--- EXERCISE AIM ---
Reproduce the catacomb plan legend, everything from "13. Narrow apertures" down to "in five divisions.", substituting "seats" for "chairs" throughout.

EB1911 Catacomb - Fig. 1.—Plan of part of the Cemetery of Sant’ Agnese.jpg
Fig. 1.—Plan of part of the Cemetery of Sant’ Agnese. (From Martigny.)
 A. Entrance from the Basilica of St Agnes.

1, 2. Ancient staircases leading to the first storey.

 3. Corridors from the staircases.

 4. Two ruined staircases leading to the lower storey. 

 5. Steps of the rock.

 6. Air-shafts, or luminaria.

 7. Ruined vault.

 8. Blind ways.

 9. Passages built up or ruined.

10. Passages obstructed by landslips. 

11. Unfinished passage.

12. Passages destitute of tombs.

 13. Narrow apertures between adjoining galleries.

14-17. Arcosolia.

18-32. Cubicula.

 33. Chapel with vestibule and apse, and two chairs.

 34. Double chapel with three chairs.

 35. Large chapel in five divisions.

--- SOURCE EXCERPT ---
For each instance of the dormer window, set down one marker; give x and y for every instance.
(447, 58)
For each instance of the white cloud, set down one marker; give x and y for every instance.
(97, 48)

--- REPLY ---
13. Narrow apertures between adjoining galleries.

14-17. Arcosolia.

18-32. Cubicula.

 33. Chapel with vestibule and apse, and two seats.

 34. Double chapel with three seats.

 35. Large chapel in five divisions.